**O QUE FAZER:** Reproduza todos os itens a seguir tal como aparecem, sem alterar nenhum caractere.

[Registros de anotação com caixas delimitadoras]
------

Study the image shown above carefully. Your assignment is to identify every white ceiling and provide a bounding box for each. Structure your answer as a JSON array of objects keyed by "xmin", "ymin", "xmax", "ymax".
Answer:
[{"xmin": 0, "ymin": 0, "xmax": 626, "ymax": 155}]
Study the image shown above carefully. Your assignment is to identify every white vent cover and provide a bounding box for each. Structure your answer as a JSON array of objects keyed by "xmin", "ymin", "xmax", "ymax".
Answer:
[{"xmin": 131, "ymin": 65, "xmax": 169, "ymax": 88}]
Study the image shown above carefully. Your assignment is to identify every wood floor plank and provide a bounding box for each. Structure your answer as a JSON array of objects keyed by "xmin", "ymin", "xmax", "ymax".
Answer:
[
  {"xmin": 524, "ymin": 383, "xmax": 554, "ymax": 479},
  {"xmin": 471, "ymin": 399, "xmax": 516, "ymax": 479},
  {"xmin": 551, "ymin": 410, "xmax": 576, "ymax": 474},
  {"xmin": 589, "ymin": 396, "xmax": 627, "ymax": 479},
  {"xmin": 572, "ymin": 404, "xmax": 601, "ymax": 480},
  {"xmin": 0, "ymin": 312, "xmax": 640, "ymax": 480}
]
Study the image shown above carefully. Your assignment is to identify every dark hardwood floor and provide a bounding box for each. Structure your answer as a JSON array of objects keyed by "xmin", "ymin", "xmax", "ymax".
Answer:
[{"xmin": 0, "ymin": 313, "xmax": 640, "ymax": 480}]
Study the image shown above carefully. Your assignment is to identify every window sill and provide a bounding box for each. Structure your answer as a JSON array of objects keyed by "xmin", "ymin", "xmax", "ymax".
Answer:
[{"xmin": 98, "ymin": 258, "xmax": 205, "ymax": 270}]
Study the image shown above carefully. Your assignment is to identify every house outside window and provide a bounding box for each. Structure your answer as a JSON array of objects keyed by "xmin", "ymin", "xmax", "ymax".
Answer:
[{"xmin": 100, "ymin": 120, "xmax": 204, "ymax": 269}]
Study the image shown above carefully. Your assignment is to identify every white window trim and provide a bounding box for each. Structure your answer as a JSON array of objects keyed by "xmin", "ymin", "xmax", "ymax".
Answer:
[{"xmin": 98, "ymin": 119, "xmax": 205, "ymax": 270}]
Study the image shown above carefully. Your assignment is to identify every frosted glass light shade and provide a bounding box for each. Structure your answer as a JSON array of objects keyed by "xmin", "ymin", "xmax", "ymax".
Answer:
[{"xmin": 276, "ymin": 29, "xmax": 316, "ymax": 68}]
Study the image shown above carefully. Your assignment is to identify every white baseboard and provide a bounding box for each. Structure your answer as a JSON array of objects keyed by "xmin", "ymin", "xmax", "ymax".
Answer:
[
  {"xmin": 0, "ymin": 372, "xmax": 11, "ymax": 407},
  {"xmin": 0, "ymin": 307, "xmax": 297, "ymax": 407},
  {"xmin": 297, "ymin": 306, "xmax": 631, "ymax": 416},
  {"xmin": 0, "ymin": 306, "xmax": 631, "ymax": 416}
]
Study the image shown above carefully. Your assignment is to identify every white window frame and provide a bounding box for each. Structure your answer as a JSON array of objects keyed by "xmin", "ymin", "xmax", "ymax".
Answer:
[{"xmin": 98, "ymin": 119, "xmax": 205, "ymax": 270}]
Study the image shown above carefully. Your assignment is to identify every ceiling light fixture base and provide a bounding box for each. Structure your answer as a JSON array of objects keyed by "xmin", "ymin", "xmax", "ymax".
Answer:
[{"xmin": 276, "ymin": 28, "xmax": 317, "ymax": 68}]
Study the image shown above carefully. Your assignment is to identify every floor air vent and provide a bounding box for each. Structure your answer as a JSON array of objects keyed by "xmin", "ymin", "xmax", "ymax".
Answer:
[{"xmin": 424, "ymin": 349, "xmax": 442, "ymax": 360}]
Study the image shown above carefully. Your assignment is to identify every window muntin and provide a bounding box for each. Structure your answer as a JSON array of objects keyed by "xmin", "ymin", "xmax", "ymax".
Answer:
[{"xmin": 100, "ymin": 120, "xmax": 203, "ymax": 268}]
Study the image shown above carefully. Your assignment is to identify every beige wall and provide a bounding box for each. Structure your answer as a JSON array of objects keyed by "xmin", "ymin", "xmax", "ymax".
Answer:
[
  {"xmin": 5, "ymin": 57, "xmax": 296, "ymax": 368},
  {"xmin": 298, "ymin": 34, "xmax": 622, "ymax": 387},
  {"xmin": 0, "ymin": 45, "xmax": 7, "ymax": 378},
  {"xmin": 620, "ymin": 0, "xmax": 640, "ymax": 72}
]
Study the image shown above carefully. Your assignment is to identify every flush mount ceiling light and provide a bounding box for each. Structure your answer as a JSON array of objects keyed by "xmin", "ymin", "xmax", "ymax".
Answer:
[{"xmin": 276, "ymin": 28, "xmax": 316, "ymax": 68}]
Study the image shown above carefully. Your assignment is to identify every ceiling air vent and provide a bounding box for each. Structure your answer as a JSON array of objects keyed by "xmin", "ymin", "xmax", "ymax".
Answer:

------

**RESPOSTA FINAL:**
Study the image shown above carefully. Your assignment is to identify every white ceiling and provide a bounding box for each. Structure your answer as a JSON array of objects keyed by "xmin", "ymin", "xmax", "ymax".
Answer:
[{"xmin": 0, "ymin": 0, "xmax": 626, "ymax": 155}]
Study the image shown above carefully. Your assignment is to identify every white vent cover and provide a bounding box for each. Structure your answer as a JSON array of objects keyed by "xmin", "ymin", "xmax", "ymax".
Answer:
[{"xmin": 131, "ymin": 65, "xmax": 169, "ymax": 88}]
Study the image shown above carefully. Your assignment is to identify every wood floor plank and provide a bounding box for each. Structure your answer as a JSON array of objects keyed by "xmin", "ymin", "xmax", "ymax".
Answer:
[
  {"xmin": 524, "ymin": 383, "xmax": 554, "ymax": 479},
  {"xmin": 471, "ymin": 399, "xmax": 516, "ymax": 479},
  {"xmin": 551, "ymin": 410, "xmax": 576, "ymax": 474},
  {"xmin": 589, "ymin": 396, "xmax": 627, "ymax": 479},
  {"xmin": 572, "ymin": 404, "xmax": 601, "ymax": 480},
  {"xmin": 0, "ymin": 312, "xmax": 640, "ymax": 480}
]
Study the image shown above carefully. Your assignment is to identify every dark hardwood floor and provide a bounding box for each. Structure your answer as a JSON array of objects keyed by "xmin", "ymin", "xmax", "ymax".
Answer:
[{"xmin": 0, "ymin": 313, "xmax": 640, "ymax": 480}]
Study the image shown above carefully. Your assignment is to identify every window sill and provide a bounding box for each. Structure your answer as a JSON array of objects keyed by "xmin", "ymin", "xmax", "ymax".
Answer:
[{"xmin": 98, "ymin": 258, "xmax": 205, "ymax": 270}]
Study the image shown above carefully. Your assignment is to identify every house outside window and provide a bounding box for each. Structure your answer as a JSON array of objects keyed by "xmin", "ymin", "xmax", "ymax".
Answer:
[{"xmin": 100, "ymin": 120, "xmax": 204, "ymax": 269}]
Study the image shown above carefully. Your assignment is to identify every white window trim and provide a bounding box for each. Structure your answer as a JSON array of objects keyed by "xmin", "ymin", "xmax", "ymax".
Answer:
[{"xmin": 98, "ymin": 119, "xmax": 205, "ymax": 270}]
Study the image shown above carefully. Your assignment is to identify every frosted glass light shade and provide a bounding box for each. Structure your answer as a JSON array of objects keyed by "xmin", "ymin", "xmax", "ymax".
Answer:
[{"xmin": 276, "ymin": 29, "xmax": 316, "ymax": 68}]
Study the image shown above carefully. Your assignment is to identify every white baseboard and provide a bounding box for each. Structure your answer as a JSON array of objects keyed by "xmin", "ymin", "xmax", "ymax".
Answer:
[
  {"xmin": 0, "ymin": 372, "xmax": 11, "ymax": 407},
  {"xmin": 0, "ymin": 307, "xmax": 297, "ymax": 407},
  {"xmin": 297, "ymin": 306, "xmax": 631, "ymax": 416},
  {"xmin": 0, "ymin": 306, "xmax": 631, "ymax": 416}
]
Study the image shown above carefully. Your assignment is to identify every white window frame and provide a bounding box for each. Structure your answer as a JSON array of objects keyed by "xmin", "ymin", "xmax", "ymax".
Answer:
[{"xmin": 98, "ymin": 119, "xmax": 205, "ymax": 270}]
Study the image shown above carefully. Your assignment is to identify every ceiling light fixture base and provide a bounding box for each. Structure your answer as a JSON array of objects keyed by "xmin", "ymin", "xmax", "ymax".
Answer:
[{"xmin": 276, "ymin": 28, "xmax": 317, "ymax": 68}]
Study the image shown above carefully. Your assignment is to identify every floor air vent and provide a bounding box for each. Structure your answer as a JSON array of objects keyed by "xmin", "ymin", "xmax", "ymax".
Answer:
[{"xmin": 424, "ymin": 349, "xmax": 442, "ymax": 360}]
Study the image shown above carefully. Your assignment is to identify every window muntin and provide a bounding box for each. Structure your answer as a JSON array of objects keyed by "xmin", "ymin", "xmax", "ymax".
Answer:
[{"xmin": 100, "ymin": 120, "xmax": 203, "ymax": 268}]
Study the image shown above carefully. Your assignment is to identify every beige wall and provide a bounding box for each. Structure your answer as a JSON array of objects keyed by "xmin", "ymin", "xmax", "ymax".
Answer:
[
  {"xmin": 5, "ymin": 57, "xmax": 296, "ymax": 368},
  {"xmin": 298, "ymin": 34, "xmax": 622, "ymax": 387},
  {"xmin": 0, "ymin": 45, "xmax": 7, "ymax": 378},
  {"xmin": 620, "ymin": 0, "xmax": 640, "ymax": 72}
]
Study the image shown above carefully. Your assignment is to identify every flush mount ceiling light and provide a bounding box for each. Structure your answer as a JSON array of objects keyed by "xmin", "ymin", "xmax", "ymax".
Answer:
[{"xmin": 276, "ymin": 28, "xmax": 316, "ymax": 68}]
Study the image shown above carefully. Your assignment is to identify every ceiling air vent and provide a bounding box for each. Structure your answer as a JSON array of objects keyed by "xmin", "ymin", "xmax", "ymax".
Answer:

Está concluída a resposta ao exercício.